Listed records Start Marker

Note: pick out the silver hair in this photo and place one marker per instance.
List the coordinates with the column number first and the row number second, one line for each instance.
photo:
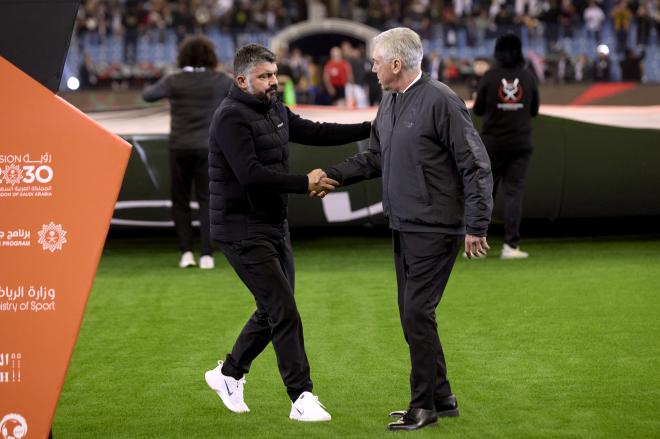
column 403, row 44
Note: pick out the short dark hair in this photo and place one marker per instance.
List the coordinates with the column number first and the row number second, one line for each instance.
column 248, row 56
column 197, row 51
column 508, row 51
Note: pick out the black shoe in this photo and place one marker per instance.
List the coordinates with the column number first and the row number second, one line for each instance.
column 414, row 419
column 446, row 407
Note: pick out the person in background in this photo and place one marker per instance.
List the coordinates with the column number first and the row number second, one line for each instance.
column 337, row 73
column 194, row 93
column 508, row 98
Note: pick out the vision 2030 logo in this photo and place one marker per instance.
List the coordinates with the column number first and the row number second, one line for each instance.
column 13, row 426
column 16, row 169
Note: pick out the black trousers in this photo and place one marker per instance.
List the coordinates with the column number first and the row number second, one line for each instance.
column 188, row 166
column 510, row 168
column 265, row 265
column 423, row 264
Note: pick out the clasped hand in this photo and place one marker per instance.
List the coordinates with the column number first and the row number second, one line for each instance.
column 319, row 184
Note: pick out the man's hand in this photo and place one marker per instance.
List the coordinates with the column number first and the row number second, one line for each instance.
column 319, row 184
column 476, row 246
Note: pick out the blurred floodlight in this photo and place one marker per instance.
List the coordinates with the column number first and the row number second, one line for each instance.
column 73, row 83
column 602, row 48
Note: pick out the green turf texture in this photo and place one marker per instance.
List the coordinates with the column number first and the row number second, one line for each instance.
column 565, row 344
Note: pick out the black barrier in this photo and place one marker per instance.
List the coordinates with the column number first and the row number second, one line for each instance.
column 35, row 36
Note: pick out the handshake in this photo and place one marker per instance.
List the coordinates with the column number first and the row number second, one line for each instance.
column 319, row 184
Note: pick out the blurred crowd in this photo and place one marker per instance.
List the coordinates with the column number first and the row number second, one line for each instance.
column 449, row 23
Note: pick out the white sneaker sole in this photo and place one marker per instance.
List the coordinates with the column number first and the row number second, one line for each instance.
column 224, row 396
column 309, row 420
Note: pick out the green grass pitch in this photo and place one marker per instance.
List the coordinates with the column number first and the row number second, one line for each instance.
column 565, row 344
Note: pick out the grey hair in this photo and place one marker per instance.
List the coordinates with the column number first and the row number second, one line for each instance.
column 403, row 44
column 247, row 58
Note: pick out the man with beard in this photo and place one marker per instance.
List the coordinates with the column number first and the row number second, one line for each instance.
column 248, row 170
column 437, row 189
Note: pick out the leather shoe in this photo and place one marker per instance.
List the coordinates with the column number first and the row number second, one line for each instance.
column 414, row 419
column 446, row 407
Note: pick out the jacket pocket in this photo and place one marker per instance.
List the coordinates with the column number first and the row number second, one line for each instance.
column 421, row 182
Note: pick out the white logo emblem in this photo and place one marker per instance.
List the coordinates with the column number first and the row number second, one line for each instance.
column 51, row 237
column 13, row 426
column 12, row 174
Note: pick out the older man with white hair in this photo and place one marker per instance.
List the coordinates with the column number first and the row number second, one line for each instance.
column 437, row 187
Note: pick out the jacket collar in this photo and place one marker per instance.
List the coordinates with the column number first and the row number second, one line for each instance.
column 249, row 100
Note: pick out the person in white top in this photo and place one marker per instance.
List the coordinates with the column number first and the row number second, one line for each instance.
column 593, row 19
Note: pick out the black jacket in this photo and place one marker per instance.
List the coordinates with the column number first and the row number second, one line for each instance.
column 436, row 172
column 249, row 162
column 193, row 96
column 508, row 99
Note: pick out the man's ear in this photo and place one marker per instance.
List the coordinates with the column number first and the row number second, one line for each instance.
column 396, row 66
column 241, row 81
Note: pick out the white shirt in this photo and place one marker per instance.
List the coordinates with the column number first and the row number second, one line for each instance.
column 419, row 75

Listed records End Marker
Listed records Start Marker

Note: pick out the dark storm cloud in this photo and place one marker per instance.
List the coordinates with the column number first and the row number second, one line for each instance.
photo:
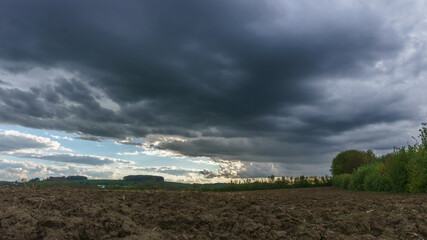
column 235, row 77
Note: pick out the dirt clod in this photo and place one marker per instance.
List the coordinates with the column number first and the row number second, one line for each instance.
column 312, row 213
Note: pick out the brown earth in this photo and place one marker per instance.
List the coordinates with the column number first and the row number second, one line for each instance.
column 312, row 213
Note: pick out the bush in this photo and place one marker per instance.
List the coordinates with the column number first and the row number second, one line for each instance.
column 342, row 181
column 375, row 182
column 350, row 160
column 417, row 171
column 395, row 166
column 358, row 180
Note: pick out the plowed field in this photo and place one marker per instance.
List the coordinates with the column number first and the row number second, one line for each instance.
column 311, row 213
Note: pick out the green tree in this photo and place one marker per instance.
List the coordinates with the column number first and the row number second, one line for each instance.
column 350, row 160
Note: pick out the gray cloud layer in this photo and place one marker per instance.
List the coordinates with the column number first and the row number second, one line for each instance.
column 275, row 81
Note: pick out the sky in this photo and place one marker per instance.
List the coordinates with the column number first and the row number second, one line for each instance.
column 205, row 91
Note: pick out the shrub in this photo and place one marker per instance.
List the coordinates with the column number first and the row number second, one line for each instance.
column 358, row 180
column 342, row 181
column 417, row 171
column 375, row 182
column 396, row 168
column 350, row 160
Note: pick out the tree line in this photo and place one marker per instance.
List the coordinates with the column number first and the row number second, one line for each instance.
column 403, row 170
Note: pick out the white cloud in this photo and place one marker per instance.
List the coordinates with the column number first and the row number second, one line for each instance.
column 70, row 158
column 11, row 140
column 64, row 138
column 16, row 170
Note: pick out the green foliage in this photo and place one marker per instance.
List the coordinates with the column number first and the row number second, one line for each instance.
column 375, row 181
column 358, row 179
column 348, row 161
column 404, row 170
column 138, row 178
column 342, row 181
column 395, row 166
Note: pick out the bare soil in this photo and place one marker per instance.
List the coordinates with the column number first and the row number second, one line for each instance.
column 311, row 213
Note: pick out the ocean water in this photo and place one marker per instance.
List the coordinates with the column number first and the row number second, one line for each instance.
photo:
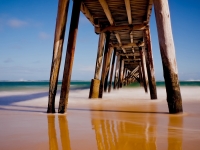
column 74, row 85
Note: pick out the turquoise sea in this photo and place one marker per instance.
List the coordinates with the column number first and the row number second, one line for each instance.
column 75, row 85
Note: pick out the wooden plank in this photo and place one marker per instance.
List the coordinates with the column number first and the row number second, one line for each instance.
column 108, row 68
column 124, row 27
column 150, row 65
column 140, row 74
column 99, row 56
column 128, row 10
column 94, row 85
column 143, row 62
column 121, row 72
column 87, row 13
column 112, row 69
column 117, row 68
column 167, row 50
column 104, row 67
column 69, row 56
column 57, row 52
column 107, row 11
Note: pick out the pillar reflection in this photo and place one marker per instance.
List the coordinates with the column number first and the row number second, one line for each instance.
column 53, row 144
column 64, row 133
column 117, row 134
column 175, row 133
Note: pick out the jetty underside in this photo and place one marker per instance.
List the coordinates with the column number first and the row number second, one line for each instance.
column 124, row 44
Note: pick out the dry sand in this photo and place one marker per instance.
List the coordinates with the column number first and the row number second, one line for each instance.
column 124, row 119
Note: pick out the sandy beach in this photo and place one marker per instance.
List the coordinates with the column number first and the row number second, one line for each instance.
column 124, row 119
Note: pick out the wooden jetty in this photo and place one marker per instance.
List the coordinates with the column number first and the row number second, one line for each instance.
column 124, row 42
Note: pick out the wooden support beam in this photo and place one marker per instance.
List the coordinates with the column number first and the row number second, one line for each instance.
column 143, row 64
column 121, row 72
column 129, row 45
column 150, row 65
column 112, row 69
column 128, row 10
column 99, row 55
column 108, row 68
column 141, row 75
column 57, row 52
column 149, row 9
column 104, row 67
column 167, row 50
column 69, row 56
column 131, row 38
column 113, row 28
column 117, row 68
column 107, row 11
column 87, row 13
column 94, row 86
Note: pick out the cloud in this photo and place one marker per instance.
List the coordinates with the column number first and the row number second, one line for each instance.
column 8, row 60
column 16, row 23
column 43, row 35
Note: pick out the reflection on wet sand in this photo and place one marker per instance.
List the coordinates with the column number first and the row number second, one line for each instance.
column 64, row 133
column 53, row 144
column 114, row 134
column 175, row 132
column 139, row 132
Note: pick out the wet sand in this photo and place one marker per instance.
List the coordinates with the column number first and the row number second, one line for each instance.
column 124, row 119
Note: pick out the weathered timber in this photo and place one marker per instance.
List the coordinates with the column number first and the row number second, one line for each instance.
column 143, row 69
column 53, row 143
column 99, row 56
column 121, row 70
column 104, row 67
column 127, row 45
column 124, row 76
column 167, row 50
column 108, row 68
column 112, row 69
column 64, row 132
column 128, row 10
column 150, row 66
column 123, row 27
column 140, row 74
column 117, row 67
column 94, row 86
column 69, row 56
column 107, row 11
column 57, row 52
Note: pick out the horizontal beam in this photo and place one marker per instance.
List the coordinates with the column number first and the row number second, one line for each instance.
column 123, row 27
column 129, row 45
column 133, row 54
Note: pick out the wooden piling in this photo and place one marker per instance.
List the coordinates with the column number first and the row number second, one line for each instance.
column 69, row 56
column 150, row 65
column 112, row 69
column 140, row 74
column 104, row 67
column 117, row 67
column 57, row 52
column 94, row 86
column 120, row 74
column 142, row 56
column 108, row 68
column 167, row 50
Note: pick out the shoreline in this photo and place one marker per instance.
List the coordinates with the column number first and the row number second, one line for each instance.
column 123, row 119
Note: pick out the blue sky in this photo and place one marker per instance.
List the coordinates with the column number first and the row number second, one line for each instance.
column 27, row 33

Listed records End Marker
Listed records Start Marker

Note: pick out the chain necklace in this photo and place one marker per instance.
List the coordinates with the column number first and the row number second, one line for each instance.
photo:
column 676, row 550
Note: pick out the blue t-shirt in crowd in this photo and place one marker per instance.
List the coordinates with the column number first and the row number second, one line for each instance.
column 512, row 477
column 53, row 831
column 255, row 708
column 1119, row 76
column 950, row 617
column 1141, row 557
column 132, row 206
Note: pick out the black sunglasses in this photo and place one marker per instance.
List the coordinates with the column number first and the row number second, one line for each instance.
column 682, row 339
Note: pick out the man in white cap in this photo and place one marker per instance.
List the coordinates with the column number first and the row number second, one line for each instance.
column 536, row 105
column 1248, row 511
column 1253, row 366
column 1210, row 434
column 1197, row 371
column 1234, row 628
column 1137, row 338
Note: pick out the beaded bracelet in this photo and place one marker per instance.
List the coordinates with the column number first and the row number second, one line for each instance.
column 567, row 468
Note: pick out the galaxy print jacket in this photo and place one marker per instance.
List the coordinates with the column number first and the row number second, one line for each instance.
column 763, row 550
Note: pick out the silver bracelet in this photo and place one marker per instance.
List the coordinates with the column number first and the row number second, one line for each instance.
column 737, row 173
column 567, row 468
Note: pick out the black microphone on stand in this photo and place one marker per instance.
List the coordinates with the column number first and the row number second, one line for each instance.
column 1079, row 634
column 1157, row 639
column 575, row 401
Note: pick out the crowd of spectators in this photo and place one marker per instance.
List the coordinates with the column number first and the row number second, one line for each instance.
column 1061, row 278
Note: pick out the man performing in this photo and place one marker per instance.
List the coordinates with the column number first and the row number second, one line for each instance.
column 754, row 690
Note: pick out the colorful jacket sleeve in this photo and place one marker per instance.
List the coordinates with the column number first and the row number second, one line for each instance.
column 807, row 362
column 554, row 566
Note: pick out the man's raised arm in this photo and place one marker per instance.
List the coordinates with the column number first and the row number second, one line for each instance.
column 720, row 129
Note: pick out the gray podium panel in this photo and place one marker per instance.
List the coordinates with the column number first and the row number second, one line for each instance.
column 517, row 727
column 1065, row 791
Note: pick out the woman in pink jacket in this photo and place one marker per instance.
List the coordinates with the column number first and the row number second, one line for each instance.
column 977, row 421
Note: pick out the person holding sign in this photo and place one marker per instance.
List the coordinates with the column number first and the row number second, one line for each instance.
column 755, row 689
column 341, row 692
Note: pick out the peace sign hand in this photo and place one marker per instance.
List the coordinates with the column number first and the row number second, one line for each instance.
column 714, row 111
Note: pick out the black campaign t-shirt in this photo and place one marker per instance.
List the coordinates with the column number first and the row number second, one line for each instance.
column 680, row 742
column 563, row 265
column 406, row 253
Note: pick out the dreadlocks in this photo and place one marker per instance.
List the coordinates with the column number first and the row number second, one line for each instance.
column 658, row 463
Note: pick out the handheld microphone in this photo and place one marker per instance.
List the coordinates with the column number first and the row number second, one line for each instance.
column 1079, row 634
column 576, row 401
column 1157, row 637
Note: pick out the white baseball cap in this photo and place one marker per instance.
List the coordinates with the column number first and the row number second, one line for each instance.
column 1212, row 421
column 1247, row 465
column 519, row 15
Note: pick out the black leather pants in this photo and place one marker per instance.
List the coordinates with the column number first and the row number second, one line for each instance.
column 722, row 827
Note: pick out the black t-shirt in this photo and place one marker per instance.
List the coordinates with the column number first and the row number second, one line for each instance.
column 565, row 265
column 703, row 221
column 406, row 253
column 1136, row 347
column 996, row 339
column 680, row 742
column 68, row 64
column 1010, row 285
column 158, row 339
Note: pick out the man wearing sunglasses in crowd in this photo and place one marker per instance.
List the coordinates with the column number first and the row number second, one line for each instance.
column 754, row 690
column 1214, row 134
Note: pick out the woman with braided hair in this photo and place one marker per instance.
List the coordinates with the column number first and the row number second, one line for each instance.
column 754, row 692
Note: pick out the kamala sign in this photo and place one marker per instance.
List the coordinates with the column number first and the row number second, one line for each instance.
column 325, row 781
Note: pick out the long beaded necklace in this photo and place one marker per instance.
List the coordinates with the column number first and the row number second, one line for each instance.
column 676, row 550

Listed records End Marker

**What you will do:** Using the entries above, return each line in which the word "reflection" occurs.

**Exercise solution:**
Note: pick out the pillar reflection in this photo and place one marker per instance.
Note: pick out the reflection on wet sand in this photo and place one marker per instance.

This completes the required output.